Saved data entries

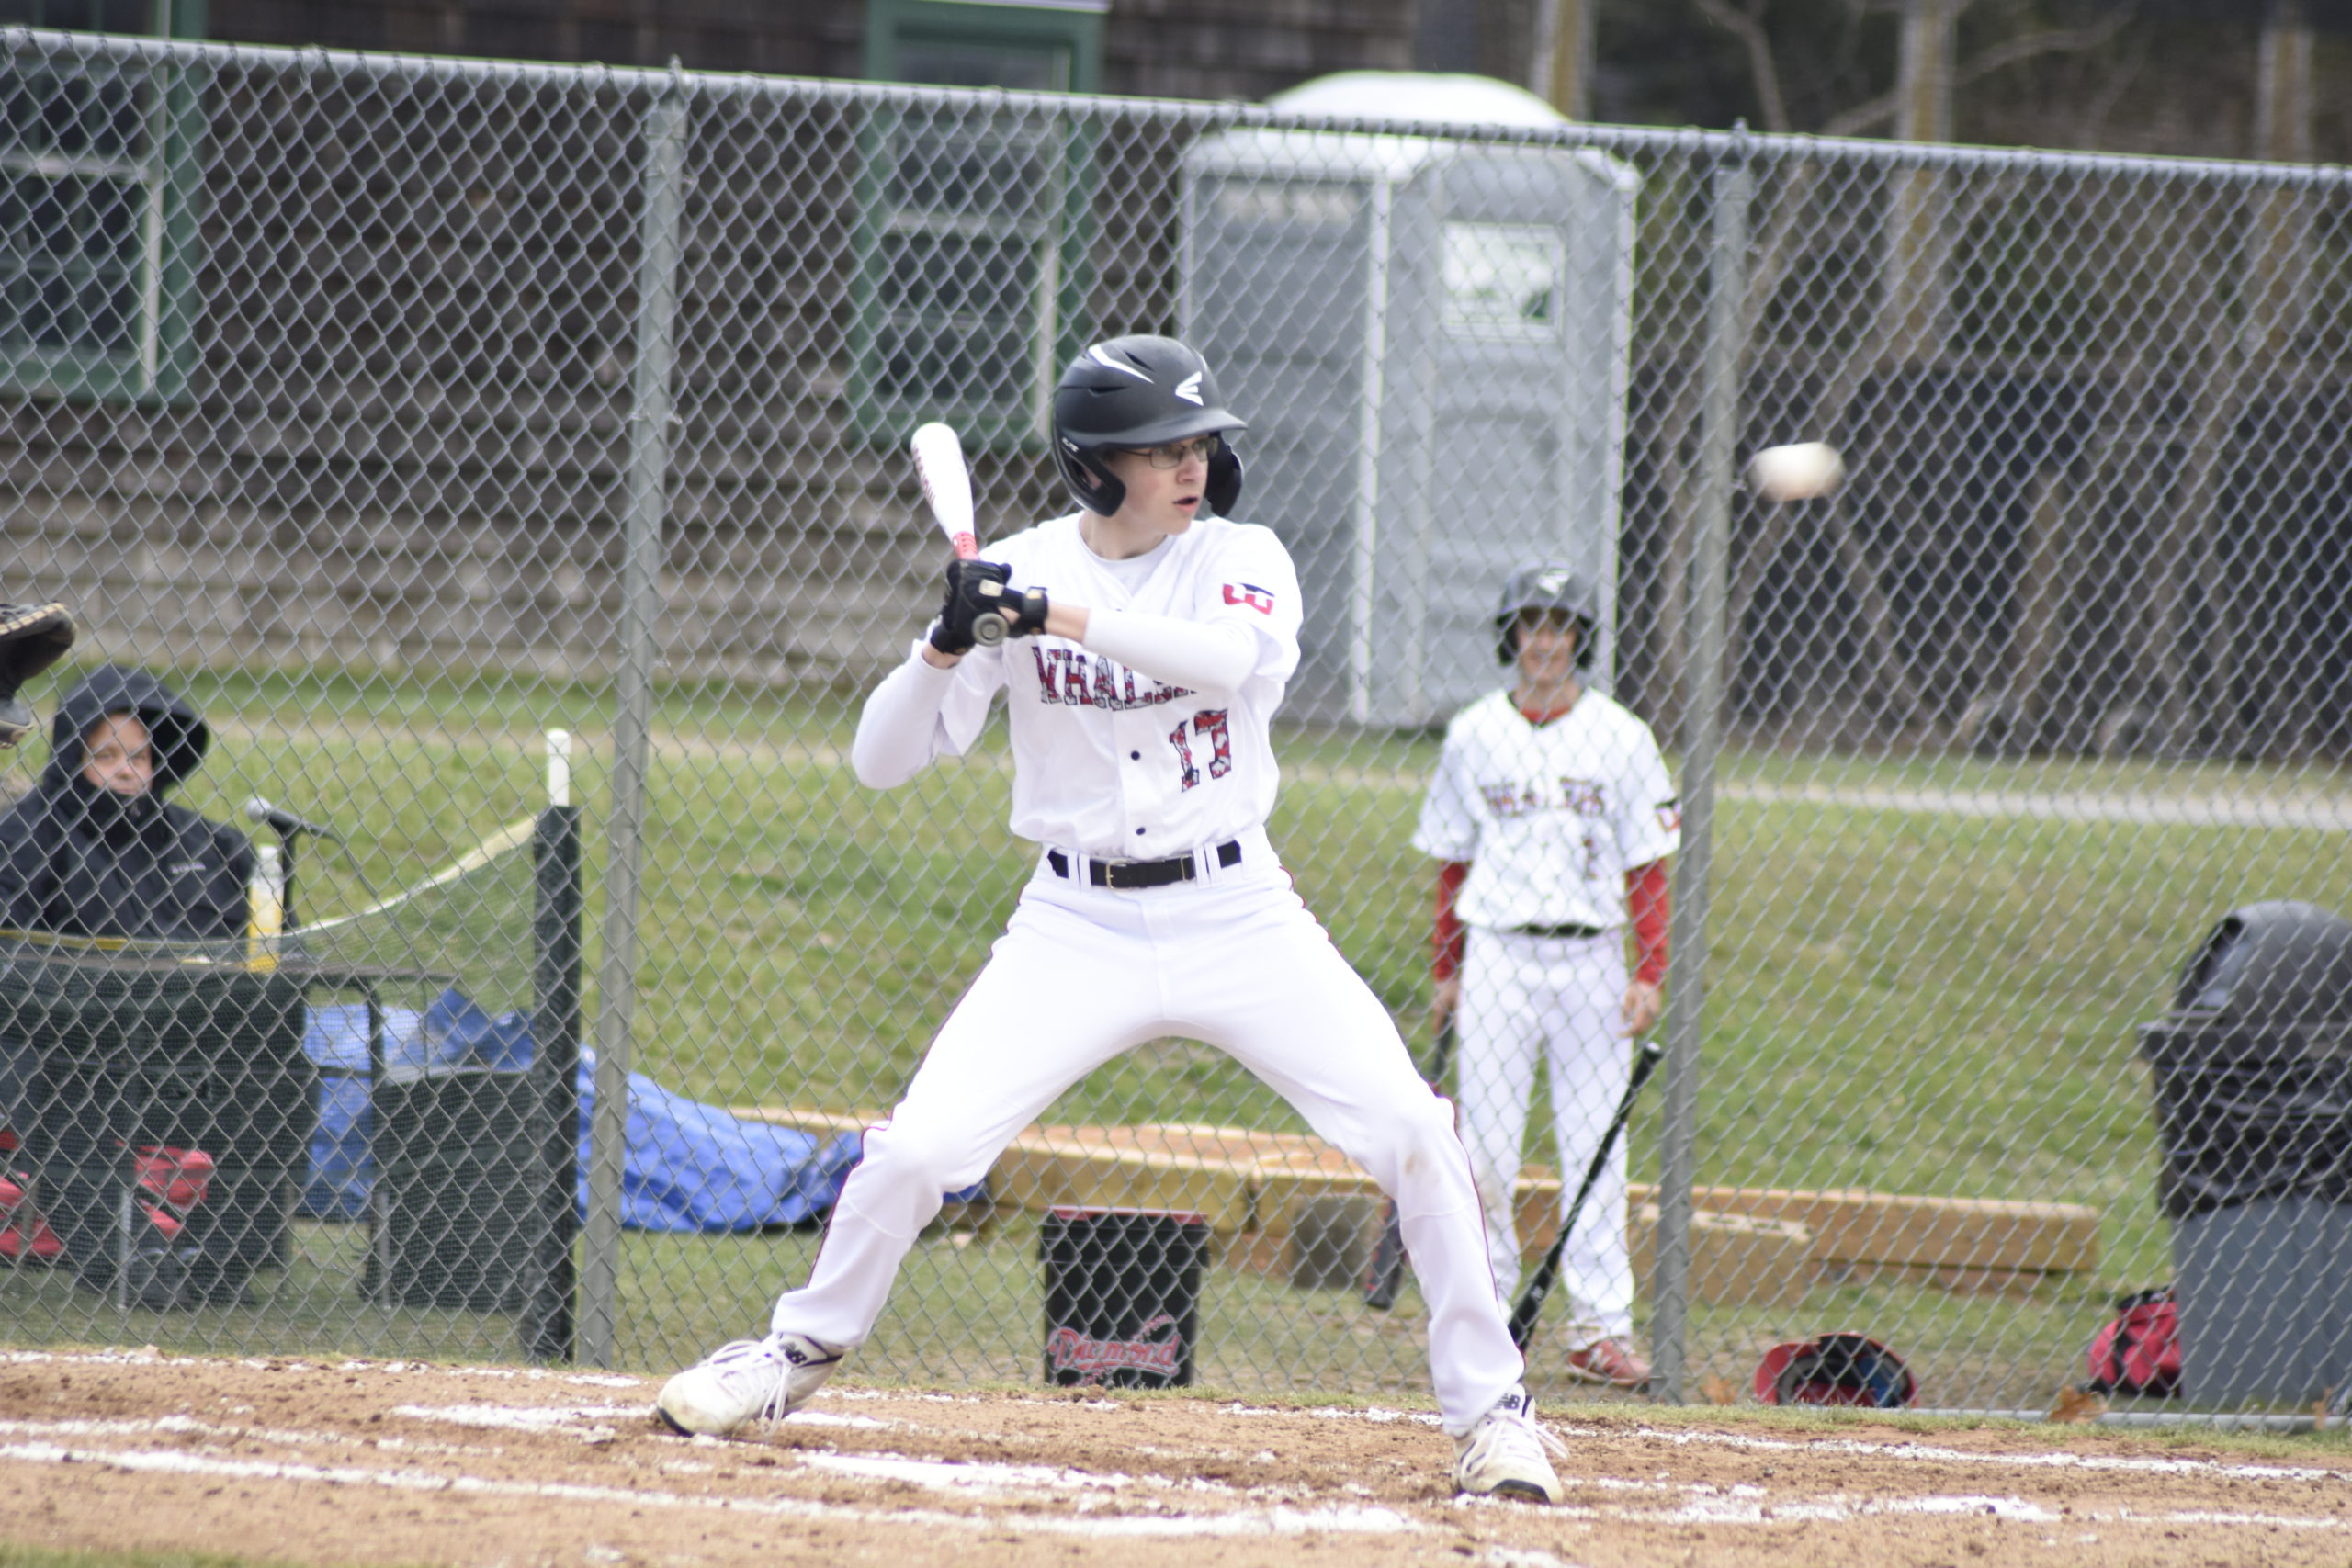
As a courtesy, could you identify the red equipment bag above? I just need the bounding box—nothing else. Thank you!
[0,1169,63,1260]
[0,1141,215,1261]
[2084,1287,2181,1397]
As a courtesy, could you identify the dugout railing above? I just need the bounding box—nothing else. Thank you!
[2,27,2350,1420]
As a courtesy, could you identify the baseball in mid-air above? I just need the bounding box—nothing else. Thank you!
[1747,442,1845,502]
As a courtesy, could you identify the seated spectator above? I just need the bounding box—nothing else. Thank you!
[0,667,258,1157]
[0,667,294,1316]
[0,665,254,943]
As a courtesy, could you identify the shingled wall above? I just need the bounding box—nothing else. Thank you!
[3,6,1414,688]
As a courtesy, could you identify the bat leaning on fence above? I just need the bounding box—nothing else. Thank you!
[1505,1038,1666,1351]
[1362,1016,1453,1310]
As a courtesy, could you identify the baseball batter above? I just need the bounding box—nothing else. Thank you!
[657,335,1563,1503]
[1414,567,1679,1390]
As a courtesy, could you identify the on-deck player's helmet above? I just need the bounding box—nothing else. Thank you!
[1050,335,1247,518]
[1494,564,1599,667]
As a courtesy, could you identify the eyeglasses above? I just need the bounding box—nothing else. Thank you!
[1124,434,1223,469]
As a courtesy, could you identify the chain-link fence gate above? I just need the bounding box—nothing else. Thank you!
[4,28,2350,1419]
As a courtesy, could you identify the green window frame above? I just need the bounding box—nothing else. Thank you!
[853,0,1102,449]
[0,0,206,404]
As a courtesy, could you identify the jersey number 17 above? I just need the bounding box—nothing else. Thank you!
[1167,708,1232,792]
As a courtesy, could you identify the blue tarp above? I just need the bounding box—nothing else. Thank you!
[299,988,870,1233]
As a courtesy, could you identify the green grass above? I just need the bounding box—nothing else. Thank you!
[6,664,2347,1412]
[0,1549,339,1568]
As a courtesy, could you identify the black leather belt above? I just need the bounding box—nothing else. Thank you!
[1516,922,1606,939]
[1048,840,1242,890]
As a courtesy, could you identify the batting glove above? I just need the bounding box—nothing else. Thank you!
[1000,586,1049,637]
[929,559,1011,656]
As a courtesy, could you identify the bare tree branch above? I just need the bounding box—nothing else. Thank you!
[2064,32,2146,145]
[1821,88,1905,139]
[1956,1,2139,87]
[1693,0,1791,132]
[1774,0,2138,140]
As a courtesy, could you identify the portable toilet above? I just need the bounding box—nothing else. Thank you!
[1181,73,1640,727]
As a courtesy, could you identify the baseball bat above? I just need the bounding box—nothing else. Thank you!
[1363,1016,1455,1310]
[1505,1039,1665,1352]
[909,422,1006,648]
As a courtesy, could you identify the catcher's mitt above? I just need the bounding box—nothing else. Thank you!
[0,600,75,748]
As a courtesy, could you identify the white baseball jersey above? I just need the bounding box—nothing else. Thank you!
[1413,688,1679,931]
[910,513,1302,860]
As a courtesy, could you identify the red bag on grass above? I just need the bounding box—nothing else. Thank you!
[2084,1287,2180,1397]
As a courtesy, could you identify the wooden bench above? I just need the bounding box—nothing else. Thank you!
[735,1109,2099,1298]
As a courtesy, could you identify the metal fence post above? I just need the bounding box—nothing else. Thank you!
[522,730,584,1364]
[1649,149,1752,1405]
[582,75,689,1368]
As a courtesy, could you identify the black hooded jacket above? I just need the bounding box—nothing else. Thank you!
[0,666,254,942]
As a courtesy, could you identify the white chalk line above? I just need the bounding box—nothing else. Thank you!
[797,1450,1324,1509]
[3,1437,2339,1539]
[1479,1551,1589,1568]
[5,1410,2352,1541]
[385,1404,644,1440]
[0,1439,1418,1540]
[1558,1494,2345,1530]
[0,1392,1400,1537]
[1568,1422,2352,1486]
[1227,1398,2350,1489]
[13,1349,2345,1495]
[9,1353,2350,1538]
[0,1412,496,1459]
[802,1451,1138,1495]
[763,1409,893,1430]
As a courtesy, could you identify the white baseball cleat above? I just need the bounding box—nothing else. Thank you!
[1452,1384,1566,1504]
[654,1332,847,1437]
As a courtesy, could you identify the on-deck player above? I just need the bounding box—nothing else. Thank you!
[657,334,1565,1503]
[1414,567,1679,1391]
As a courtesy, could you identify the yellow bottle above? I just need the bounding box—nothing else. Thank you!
[246,843,283,972]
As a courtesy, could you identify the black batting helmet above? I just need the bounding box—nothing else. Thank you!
[1050,335,1246,517]
[1494,565,1599,667]
[0,599,74,747]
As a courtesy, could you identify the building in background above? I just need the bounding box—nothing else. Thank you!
[194,0,1419,104]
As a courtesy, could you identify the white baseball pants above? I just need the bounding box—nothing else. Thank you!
[767,831,1526,1435]
[1456,925,1636,1344]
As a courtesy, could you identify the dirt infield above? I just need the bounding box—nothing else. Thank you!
[4,1349,2350,1568]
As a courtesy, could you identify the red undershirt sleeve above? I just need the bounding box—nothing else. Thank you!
[1626,859,1670,987]
[1433,860,1469,983]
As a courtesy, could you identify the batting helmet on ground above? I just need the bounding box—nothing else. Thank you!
[1050,335,1246,519]
[0,600,75,748]
[1494,565,1599,667]
[1753,1333,1917,1408]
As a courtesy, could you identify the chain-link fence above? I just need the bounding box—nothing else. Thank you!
[4,28,2350,1419]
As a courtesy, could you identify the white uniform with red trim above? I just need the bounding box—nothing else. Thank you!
[769,512,1526,1436]
[1413,689,1679,1342]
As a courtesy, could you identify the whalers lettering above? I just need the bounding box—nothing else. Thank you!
[1044,1312,1185,1383]
[1030,647,1194,712]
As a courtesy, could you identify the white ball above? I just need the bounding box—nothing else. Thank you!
[1747,442,1845,502]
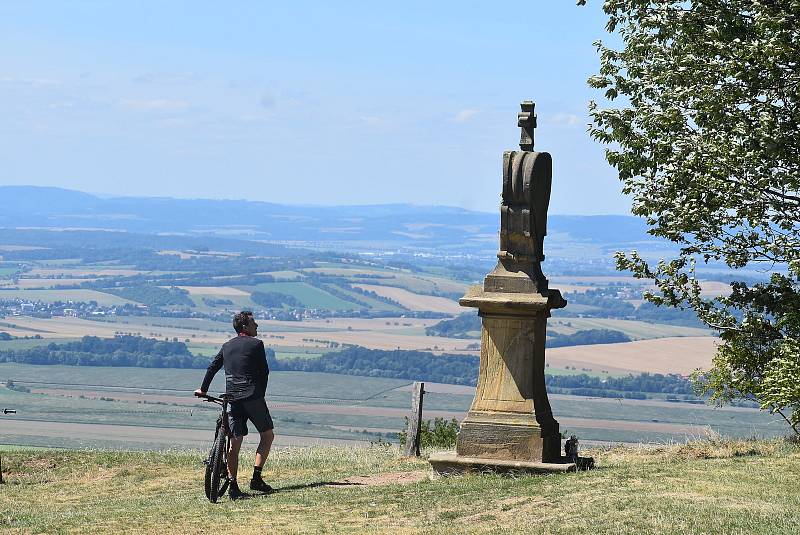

Task prompt: Transcribe exactly the span of lines that opens with the line holding "As a courtesy, could you identify the chain-link fence above?" and closes with the last line of the entries above. Omit pictures.

Exercise response:
As a courtesy, could you identify the chain-link fence above? I just need the bounding box—nothing else. Thank you!
[4,28,2350,1419]
As a courtesy, could you identify the white uniform with red trim above? I just need the bounding box—nothing else. Thank you!
[769,512,1526,1436]
[1413,689,1679,1342]
As a courtesy, could you identify the whalers lettering above? I just need the bounding box—nothing else. Thank you!
[1044,1312,1185,1383]
[1030,647,1194,712]
As a courtesy, could you identify the white ball above? I just need the bounding box—nothing else. Thank you!
[1747,442,1845,502]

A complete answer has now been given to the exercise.